» **WORK INSTRUCTION**:
Extract the text of each entry below exactly, leaving every image behind.

==== MATERIALS PROVIDED ====

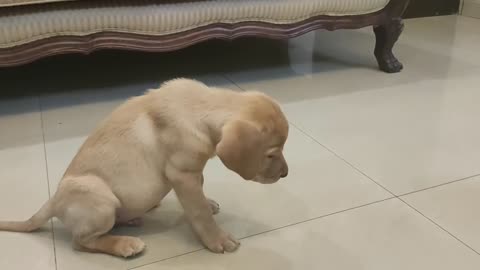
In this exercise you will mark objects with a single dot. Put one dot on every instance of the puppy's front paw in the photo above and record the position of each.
(223, 243)
(214, 206)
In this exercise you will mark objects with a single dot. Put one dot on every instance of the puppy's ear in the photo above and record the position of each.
(241, 148)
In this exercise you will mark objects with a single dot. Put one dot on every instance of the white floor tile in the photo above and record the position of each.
(386, 235)
(455, 207)
(407, 131)
(23, 185)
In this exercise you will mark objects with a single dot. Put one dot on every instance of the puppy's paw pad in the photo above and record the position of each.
(224, 243)
(130, 246)
(214, 206)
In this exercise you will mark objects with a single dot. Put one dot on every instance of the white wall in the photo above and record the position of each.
(471, 8)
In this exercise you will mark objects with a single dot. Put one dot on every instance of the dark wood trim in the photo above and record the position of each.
(427, 8)
(26, 53)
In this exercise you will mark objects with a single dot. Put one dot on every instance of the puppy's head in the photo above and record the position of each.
(252, 143)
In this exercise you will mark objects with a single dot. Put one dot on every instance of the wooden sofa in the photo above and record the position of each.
(32, 29)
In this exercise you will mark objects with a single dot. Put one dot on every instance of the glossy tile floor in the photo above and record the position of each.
(383, 167)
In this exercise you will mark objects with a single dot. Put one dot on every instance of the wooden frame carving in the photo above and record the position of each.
(387, 25)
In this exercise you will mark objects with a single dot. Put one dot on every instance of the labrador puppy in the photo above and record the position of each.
(158, 142)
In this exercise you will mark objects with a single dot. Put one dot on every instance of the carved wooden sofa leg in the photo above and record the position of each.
(386, 36)
(387, 31)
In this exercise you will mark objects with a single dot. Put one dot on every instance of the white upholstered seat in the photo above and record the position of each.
(20, 25)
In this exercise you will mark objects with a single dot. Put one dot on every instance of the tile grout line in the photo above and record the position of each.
(371, 179)
(344, 160)
(48, 177)
(275, 229)
(439, 226)
(399, 196)
(440, 185)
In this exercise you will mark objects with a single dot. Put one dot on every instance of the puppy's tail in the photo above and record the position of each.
(32, 224)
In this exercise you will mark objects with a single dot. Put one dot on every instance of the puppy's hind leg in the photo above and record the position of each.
(214, 206)
(90, 215)
(90, 233)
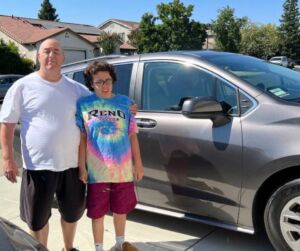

====

» **TASK RESPONSE**:
In this exercise you will mark objects with a single dot. Put one dot on every instance of the puppy's front paw in the photo above and record the position of each.
(223, 243)
(214, 206)
In this exercise you will mark objects with a single dot. Put one dot on every instance of the puppy's ear in the photo above and record the position of each.
(241, 148)
In this exercise you will mark objects with a single dot. Put one dot on every instance of the white floor tile in the photo above and record the position of each.
(386, 235)
(455, 207)
(407, 131)
(23, 185)
In this exercise you will mark objects with a single dot. Put one dot on every instance of the puppy's paw pad in the photo above and record the position of each.
(224, 243)
(130, 246)
(214, 206)
In this exercise you will mark objects with a single dot. Put one dot on every instance of the white wall in the photo above and record the position of each.
(471, 8)
In this exercise you will mark objects with a single dot. Put one dot on every instance of the dark wood trim in the photo above and record the position of each.
(427, 8)
(26, 53)
In this exercise you will mark objects with a single dot. Put one dot on every instance of the puppy's head in the photo above and record the position of each.
(252, 143)
In this exercise you will mark objects with a single dot. Put one dot on every instance of the wooden sofa in the photo above and record the position of each.
(32, 29)
In this exercise you will mark objects with a single dot. Put one dot on every instance of the glossy tile floor in the photo above and record the position of each.
(383, 167)
In this exercise you will mark objects with a single dot. Put one dot on every instance of the wooden frame carving in the photo above and record the position of each.
(387, 25)
In this exercise you will mark objects with a single dot. Put one dot on every instance of the labrador puppy in the photo above and record the position of each.
(158, 142)
In this exercise you will mark objects with a single dot. Put one dot on every instance of the carved wooden sofa leg in the photo above and record the position of each.
(386, 36)
(387, 31)
In this exercise you will mark objects with a single dot. Put one dot on every instance of the white upholstered seat in the photo above and record the position of each.
(20, 25)
In this exercise you will mark objects with a single dot. Put one dot on every instance of the tile grout line in the photo above and record the position of each.
(371, 179)
(344, 160)
(48, 177)
(275, 229)
(439, 226)
(399, 196)
(440, 185)
In this exercise you will mark objects with a single dot. Put one dot on every instance of the puppy's tail in the photo above and record the position of each.
(32, 224)
In this exercise you will mark objects with a single dot. Put one dot on every instance of the puppy's hind leg in the photo above and record the position of each.
(214, 206)
(90, 215)
(90, 233)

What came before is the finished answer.